_Your instructions_
The line containing "of the leafy" marks the start of the required copy, which runs to the final line of the entries; return those lines exactly, without any pictures.

Natural-language object grounding data:
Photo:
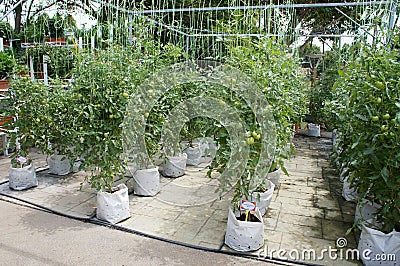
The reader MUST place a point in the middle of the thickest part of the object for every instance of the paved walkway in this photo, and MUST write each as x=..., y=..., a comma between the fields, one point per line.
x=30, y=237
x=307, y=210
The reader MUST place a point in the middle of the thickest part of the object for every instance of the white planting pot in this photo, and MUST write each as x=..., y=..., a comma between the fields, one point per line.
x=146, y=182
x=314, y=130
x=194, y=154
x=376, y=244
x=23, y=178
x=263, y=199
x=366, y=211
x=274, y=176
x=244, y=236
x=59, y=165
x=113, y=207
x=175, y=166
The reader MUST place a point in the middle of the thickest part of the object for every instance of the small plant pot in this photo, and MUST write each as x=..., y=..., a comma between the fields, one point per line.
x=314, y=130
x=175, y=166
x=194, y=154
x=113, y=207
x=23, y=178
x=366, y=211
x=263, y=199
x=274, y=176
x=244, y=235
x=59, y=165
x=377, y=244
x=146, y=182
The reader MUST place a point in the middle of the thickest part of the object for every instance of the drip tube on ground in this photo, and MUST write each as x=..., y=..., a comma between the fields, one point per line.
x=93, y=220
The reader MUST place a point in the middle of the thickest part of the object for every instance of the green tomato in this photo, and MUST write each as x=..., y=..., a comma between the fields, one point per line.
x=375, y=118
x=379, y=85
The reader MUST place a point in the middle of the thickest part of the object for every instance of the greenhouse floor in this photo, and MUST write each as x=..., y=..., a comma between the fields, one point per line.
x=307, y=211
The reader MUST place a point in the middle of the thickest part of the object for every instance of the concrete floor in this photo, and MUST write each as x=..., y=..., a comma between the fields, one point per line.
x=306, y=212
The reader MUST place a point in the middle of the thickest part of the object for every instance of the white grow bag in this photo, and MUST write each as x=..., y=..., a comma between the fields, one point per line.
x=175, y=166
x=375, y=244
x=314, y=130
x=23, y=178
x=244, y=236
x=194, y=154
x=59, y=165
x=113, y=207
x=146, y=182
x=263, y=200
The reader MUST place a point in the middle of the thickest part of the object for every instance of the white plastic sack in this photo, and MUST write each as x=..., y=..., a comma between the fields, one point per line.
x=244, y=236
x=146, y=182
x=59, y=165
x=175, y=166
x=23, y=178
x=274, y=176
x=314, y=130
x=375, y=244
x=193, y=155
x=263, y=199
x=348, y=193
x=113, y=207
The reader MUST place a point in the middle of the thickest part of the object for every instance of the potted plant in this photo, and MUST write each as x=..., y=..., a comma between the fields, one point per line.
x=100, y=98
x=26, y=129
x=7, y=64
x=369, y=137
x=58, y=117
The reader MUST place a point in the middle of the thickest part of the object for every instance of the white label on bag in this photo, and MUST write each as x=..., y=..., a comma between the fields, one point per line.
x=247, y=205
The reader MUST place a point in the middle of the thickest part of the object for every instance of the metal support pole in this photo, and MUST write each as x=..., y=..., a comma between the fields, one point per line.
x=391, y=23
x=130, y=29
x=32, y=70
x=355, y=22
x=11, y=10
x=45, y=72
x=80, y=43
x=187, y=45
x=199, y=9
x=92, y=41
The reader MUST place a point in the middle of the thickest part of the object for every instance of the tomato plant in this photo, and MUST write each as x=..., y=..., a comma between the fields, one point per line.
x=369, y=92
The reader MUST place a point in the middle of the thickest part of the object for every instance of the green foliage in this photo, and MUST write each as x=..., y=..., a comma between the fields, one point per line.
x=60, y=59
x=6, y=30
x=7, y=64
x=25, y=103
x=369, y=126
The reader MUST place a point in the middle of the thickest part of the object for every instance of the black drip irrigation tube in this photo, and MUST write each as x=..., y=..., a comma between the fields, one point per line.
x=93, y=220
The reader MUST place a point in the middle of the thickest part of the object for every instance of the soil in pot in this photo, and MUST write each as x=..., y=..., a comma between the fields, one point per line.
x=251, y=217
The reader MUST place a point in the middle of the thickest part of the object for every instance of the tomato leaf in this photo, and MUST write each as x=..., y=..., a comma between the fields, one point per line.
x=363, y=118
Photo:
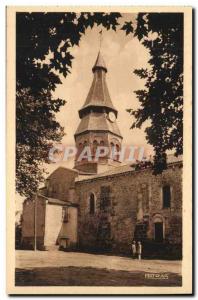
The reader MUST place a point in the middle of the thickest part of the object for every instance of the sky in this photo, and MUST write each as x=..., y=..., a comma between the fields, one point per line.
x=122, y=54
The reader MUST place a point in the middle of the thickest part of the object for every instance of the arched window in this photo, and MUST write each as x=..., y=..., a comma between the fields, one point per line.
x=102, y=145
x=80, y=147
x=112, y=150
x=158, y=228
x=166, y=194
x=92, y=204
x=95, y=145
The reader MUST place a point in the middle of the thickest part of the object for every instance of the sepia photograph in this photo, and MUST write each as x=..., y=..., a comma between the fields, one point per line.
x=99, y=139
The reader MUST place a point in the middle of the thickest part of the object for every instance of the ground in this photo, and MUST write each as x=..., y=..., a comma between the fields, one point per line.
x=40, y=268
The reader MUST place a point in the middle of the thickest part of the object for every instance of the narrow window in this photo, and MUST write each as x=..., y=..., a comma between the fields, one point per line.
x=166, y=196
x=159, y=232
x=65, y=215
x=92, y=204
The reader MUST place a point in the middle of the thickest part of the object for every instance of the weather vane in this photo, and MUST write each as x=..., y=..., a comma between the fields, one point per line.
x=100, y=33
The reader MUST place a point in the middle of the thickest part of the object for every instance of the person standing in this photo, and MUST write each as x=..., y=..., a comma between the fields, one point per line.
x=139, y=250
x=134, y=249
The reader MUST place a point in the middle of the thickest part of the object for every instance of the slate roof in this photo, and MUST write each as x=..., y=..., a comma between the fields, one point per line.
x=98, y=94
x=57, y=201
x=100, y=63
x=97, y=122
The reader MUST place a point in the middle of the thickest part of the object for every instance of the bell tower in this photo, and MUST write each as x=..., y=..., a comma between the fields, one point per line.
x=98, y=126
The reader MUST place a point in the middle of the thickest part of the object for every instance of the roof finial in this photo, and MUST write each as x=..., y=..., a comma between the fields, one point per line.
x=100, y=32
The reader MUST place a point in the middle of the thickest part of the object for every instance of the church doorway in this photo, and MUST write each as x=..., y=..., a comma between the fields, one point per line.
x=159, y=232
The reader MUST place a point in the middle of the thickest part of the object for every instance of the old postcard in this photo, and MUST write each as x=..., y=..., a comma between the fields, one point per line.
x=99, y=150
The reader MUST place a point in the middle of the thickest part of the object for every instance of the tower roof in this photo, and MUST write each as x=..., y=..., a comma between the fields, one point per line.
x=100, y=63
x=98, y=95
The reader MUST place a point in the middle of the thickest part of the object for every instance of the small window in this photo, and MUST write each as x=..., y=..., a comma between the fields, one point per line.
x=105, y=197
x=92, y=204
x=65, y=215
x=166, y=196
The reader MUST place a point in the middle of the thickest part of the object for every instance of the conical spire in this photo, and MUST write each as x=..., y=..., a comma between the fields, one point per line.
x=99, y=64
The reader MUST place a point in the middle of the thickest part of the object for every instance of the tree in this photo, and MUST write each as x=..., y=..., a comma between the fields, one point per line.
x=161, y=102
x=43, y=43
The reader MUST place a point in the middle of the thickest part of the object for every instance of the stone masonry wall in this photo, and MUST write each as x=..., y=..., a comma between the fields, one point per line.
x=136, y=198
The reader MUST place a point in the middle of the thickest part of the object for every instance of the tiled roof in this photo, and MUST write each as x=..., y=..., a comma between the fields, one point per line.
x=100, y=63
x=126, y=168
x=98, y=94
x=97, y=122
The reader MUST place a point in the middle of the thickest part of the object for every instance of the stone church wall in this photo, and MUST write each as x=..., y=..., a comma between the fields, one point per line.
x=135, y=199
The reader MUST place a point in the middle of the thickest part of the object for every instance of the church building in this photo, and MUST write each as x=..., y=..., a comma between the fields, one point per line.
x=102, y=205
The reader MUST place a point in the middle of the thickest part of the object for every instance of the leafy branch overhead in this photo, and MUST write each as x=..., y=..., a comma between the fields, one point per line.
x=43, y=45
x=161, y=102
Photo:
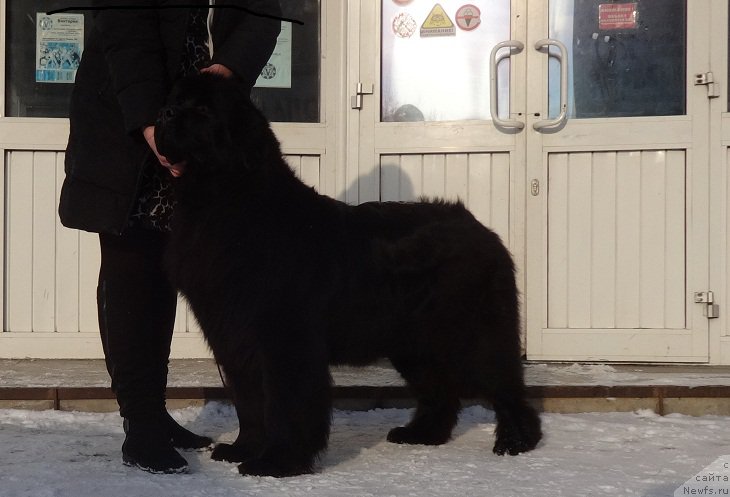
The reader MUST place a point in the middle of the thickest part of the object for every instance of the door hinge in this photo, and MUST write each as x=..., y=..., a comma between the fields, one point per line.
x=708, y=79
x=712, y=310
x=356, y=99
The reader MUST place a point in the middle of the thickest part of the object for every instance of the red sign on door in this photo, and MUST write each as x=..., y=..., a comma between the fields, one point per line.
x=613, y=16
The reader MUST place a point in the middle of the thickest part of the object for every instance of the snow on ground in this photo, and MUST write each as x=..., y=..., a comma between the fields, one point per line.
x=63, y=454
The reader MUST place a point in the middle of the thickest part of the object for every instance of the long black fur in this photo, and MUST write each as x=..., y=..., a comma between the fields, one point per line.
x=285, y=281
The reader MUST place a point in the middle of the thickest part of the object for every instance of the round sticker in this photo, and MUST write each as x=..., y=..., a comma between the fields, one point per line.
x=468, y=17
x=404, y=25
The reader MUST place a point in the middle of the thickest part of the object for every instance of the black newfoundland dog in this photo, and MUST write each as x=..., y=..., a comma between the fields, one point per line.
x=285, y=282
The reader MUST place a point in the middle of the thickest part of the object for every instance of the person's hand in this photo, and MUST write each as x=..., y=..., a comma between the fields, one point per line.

_Answer to this task_
The reader MUST place a point in the middle of the thickest part of the object for every instance of the leafy branch overhead in this photo, and MUST write each as x=..., y=..., a comma between the fields, one point per line.
x=43, y=45
x=161, y=102
Photo:
The reader MUST place a point in the middle of the thickest part of the object for every instance of the door hinge in this photo, and MUST write each as x=..., y=..., a comma between the fields, one point per line.
x=708, y=79
x=712, y=310
x=356, y=99
The reader MUST place a point in the middle of the thickest part of the object for every instance of the red sign on door in this photo, and MUST write each as x=..., y=..., a comma between the fields, one point per line.
x=613, y=16
The reader MUST place a point in the middle of the thickest part of the object for every instance of the snow on ground in this photo, and MUST write each as x=..., y=..., a comma between the fields, one point per line.
x=63, y=454
The reader MUST place a point in the middle of the thickest part of the object for every instance of the long black fur in this photo, and MUST write each as x=..., y=..., a comma between the fields, one point per line.
x=285, y=281
The reader MUST place a point in the middle of the thickest part of the object for every instance of the round sticker in this photo, and MUST write each as x=..., y=..., a comma between the fields, one point per line.
x=468, y=17
x=404, y=25
The reader MUST place a point in the middle of the thickest part of the object for every instance of the black newfoundland dog in this photo, and MUST write each as x=..., y=..., a comma between the fields, one point per line.
x=285, y=282
The reader MUST place a point in the middle of the thickest part of the object for every instance of the person's hand in this photo, and MUST write each as x=..., y=..., a comma between the fields, one point per line.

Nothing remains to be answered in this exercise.